Write out the whole listing, matching it exactly.

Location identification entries
** BEGIN **
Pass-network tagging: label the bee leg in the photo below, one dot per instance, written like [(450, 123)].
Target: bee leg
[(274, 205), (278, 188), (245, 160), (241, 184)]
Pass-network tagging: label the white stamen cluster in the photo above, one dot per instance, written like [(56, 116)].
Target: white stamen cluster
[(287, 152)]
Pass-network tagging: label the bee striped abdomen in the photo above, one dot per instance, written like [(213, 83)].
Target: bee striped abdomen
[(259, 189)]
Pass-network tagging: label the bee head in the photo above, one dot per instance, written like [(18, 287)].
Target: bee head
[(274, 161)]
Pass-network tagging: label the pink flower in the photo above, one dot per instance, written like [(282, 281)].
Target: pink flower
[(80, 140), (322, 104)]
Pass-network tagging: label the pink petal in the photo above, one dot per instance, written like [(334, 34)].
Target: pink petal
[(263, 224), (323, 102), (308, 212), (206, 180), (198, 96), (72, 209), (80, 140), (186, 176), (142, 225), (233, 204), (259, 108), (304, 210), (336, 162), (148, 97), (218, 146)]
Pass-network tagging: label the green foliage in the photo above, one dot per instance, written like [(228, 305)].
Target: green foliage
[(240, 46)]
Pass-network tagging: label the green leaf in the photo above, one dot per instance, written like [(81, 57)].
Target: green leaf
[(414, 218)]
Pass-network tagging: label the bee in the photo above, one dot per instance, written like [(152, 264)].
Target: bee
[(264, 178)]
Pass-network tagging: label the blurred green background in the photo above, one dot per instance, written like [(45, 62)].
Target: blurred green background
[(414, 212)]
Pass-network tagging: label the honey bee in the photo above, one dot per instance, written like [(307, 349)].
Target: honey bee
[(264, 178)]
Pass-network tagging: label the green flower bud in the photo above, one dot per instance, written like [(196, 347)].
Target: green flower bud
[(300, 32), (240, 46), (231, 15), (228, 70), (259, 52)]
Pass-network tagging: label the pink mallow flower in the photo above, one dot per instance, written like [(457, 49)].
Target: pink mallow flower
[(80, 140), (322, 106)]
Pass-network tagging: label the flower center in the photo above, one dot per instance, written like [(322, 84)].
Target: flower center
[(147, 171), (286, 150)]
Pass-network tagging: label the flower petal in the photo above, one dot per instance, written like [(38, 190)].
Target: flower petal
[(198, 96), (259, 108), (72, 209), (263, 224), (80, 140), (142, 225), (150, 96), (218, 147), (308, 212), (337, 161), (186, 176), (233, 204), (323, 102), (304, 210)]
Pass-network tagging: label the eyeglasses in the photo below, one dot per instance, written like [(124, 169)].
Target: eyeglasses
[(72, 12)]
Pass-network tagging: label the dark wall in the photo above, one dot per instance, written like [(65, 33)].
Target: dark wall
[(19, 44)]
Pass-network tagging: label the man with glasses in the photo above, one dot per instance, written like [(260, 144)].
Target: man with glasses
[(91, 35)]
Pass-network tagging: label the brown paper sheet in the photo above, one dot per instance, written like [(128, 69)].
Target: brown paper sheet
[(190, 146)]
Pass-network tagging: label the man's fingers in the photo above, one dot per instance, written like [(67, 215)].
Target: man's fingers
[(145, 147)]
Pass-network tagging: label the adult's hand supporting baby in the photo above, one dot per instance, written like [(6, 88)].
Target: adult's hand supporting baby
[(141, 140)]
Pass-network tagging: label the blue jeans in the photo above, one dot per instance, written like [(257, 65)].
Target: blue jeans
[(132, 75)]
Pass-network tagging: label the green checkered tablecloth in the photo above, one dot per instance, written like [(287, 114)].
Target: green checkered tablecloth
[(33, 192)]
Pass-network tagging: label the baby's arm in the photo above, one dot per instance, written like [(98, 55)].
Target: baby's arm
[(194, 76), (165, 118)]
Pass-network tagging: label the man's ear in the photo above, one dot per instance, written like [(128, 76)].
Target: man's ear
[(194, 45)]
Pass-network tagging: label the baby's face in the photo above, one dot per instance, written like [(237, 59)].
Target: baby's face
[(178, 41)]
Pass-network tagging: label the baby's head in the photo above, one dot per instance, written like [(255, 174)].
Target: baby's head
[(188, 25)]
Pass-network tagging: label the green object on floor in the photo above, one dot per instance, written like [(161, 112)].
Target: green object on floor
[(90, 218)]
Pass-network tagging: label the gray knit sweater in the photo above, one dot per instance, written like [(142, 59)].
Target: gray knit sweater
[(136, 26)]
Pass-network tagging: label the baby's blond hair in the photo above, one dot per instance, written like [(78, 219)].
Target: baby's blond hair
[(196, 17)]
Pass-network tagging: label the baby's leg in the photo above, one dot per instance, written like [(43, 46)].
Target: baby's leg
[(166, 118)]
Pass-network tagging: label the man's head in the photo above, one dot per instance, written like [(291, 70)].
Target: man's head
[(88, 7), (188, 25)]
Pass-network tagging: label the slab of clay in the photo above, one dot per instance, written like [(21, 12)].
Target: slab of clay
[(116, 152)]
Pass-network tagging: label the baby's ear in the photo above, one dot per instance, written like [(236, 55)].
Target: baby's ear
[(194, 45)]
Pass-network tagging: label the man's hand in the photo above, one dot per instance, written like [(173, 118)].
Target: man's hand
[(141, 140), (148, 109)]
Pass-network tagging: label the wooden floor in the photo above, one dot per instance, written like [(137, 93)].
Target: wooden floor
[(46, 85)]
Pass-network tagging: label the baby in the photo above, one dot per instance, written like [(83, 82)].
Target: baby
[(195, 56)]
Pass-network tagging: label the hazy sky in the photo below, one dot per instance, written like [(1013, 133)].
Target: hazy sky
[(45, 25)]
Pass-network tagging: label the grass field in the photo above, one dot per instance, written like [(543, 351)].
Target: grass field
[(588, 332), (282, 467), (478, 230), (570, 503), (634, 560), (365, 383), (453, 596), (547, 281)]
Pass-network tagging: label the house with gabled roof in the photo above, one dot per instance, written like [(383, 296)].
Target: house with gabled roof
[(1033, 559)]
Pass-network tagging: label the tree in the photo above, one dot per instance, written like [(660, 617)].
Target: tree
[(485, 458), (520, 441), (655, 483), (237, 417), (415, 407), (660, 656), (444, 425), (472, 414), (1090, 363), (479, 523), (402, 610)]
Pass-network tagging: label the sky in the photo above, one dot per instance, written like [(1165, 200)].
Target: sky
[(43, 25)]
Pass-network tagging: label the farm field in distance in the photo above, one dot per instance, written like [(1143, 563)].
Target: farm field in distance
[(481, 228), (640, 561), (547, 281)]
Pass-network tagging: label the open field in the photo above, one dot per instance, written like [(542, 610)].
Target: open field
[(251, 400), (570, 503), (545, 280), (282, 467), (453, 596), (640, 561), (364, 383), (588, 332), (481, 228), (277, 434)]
** END **
# Result:
Pass-network tagging: label the bee leg in the photo below, one dot per instance, written like [(450, 123)].
Target: bee leg
[(274, 205), (278, 188), (245, 160), (241, 184)]
Pass-network tagging: label the white stamen cluster in the photo above, one dot per instance, written like [(56, 116)].
Target: white stamen cluster
[(287, 152)]
Pass-network tagging: label the bee striped abdomen in the photo above, one dot per instance, written like [(213, 83)].
Target: bee striped abdomen
[(259, 189)]
Pass-network tagging: label the bee head in the photo above, one dot per instance, written like [(18, 287)].
Target: bee head
[(274, 161)]
Pass-network tagging: label the pink flower in the photo above, one dot per instance, written like [(282, 281)].
Target: pink flower
[(80, 140), (322, 104)]
Pass-network tagging: label the pink petal in the photo above, one dot per instance, written like [(334, 34)].
Target: pink petal
[(263, 224), (323, 102), (308, 212), (206, 180), (198, 96), (72, 209), (80, 140), (186, 176), (142, 225), (233, 204), (259, 108), (304, 210), (336, 162), (148, 97), (218, 146)]
Pass-network tagging: label the green foliage in the photo above, one dot per instance, written like [(228, 305)].
Target: green foliage
[(240, 46)]
Pass-network tagging: label the green leaf in the photo above, one dot per instance, written like [(81, 57)].
Target: green leaf
[(414, 218)]
Pass-network tagging: label the bee in the photo above, one dot per instance, written like [(152, 264)].
Target: bee
[(264, 178)]
Pass-network tagging: label the blurred green background in the photo above, one dot per instance, written like [(45, 62)].
Target: blurred green background
[(414, 212)]
Pass-network tagging: label the honey bee in the photo above, one dot per instance, written like [(307, 349)].
Target: honey bee
[(264, 178)]
Pass-network tagging: label the green flower bud in the photo above, one dot per instance, written like [(196, 347)].
Target: green flower bud
[(300, 32), (240, 46), (231, 15), (228, 70), (259, 52)]
Pass-network tagging: label the pink mallow flower in the photo above, one dot per instance, written like [(457, 49)].
Target: pink mallow flower
[(80, 140), (322, 106)]
Pass-network tagging: label the flower center in the photo above, one dot per instance, written like [(322, 84)].
Target: flower center
[(147, 171), (286, 150)]
Pass-network tagging: label the flower petal in the photo above, one dot per instance, written like [(38, 190)].
Target: flower petal
[(198, 96), (259, 108), (72, 209), (263, 224), (80, 140), (142, 225), (150, 96), (218, 147), (308, 212), (337, 161), (186, 176), (233, 204), (323, 102), (304, 210)]
Pass-network tagging: label the eyeglasses in the photo below, one dot per instance, written like [(124, 169)].
Target: eyeglasses
[(72, 12)]
Pass-network tagging: label the dark wall in the photo above, one dot per instance, written like [(65, 33)].
Target: dark wall
[(19, 44)]
Pass-network tagging: label the man with glasses in the photo above, one dot per instance, written like [(260, 144)].
Target: man with glasses
[(91, 35)]
Pass-network tagging: label the brown paper sheet in the photo above, one dot per instance, written like [(128, 69)].
Target: brown paper sheet
[(190, 146)]
Pass-network tagging: label the man's fingers in the photo above, one dot per instance, written like [(67, 215)].
Target: man's fingers
[(145, 147)]
Pass-network tagging: label the adult's hand supporting baby in the photo above, one dot per instance, written like [(6, 88)].
Target: adult's hand supporting baby
[(141, 140)]
Pass-network tagging: label the blue jeans in the photo above, one dot per instance, written like [(257, 65)].
Target: blue jeans
[(132, 75)]
Pass-network tagging: label the green checkered tablecloth in the photo above, one dot per instance, written like [(287, 114)].
Target: green checkered tablecloth
[(33, 192)]
Pass-network tagging: label the baby's arm in the photo above, one dot per instance, written like [(98, 55)].
Target: baby's arm
[(194, 76), (165, 118)]
Pass-network tagging: label the man's ear in the photo above, one dot per instance, written like [(128, 76)].
Target: man's ear
[(194, 45)]
Pass-network tagging: label the baby's face in the photo above, one dot per instance, written like [(237, 59)].
Target: baby's face
[(178, 41)]
Pass-network tagging: label the baby's head in the photo above, one dot per instance, written like [(255, 174)].
Target: baby's head
[(188, 25)]
Pass-network tagging: label the green object on floor in the photo above, one dot per instance, written like [(161, 112)].
Target: green object on floor
[(90, 218)]
Pass-network tagging: label the gray knit sweater in the photo above, one dot per instance, written like [(142, 59)].
Target: gray knit sweater
[(136, 26)]
Pass-network tagging: label the baby's blond hair in the photo above, one dot per instance, written like [(78, 219)].
Target: baby's blond hair
[(196, 17)]
Pass-network tagging: label the baby's leg in the photo above, one dot per instance, written like [(43, 46)].
Target: baby's leg
[(166, 118)]
Pass-network tagging: label the man's head in the photo above, one dot per instance, written like [(291, 70)].
Target: man's head
[(88, 7), (188, 25)]
Pass-network tagging: label the slab of clay in the photo above, one dot per instance, written like [(21, 12)].
Target: slab of clay
[(116, 152)]
Pass-network tagging: label the baby's ear in the photo above, one dot per instance, written like [(236, 55)].
Target: baby's ear
[(194, 45)]
Pass-network tagging: label the man's hand in the photo above, one dot per instance, written like [(173, 118)].
Target: man's hand
[(141, 140), (148, 109)]
Pass-network tagging: label the wooden floor in the photo above, one dot per instance, written like [(137, 93)].
Target: wooden floor
[(46, 85)]
Pass-network tagging: label the baby in the photo above, one dot per instance, written like [(83, 82)].
Target: baby
[(195, 56)]
Pass-network tagging: label the hazy sky in the photo below, one dot per instance, written like [(1013, 133)].
Target: hazy sky
[(45, 25)]
Pass-network tagging: label the grass field in the photo above, one dot per instance, written like [(543, 351)].
Target: grass field
[(588, 332), (282, 467), (478, 230), (570, 503), (634, 560), (365, 383), (453, 596), (547, 281)]
Pass-network tagging: label the house with gabled roof in the photo above, one dot per instance, written like [(383, 296)].
Target: house with gabled roof
[(1033, 559)]
Pass-network tagging: label the tree in the photo above, one dot per instance, written like [(660, 617)].
Target: tree
[(485, 458), (520, 441), (655, 483), (237, 417), (415, 407), (660, 656), (444, 425), (472, 414), (1090, 363), (479, 523), (402, 610)]
Pass-network tagging: label the sky in the photo above, one dot per instance, written like [(1165, 200)].
Target: sky
[(43, 25)]
Pass-network tagging: label the farm field in distance in the photo above, one dot per instance, written like [(1143, 563)].
Target: farm field in distance
[(481, 228), (640, 561), (547, 281)]
Pass-network tagging: label the open field in the photo above, one dot per instance, written like [(542, 610)].
Target: open field
[(251, 400), (570, 503), (545, 280), (282, 467), (453, 596), (640, 561), (364, 383), (588, 332), (481, 228), (277, 434)]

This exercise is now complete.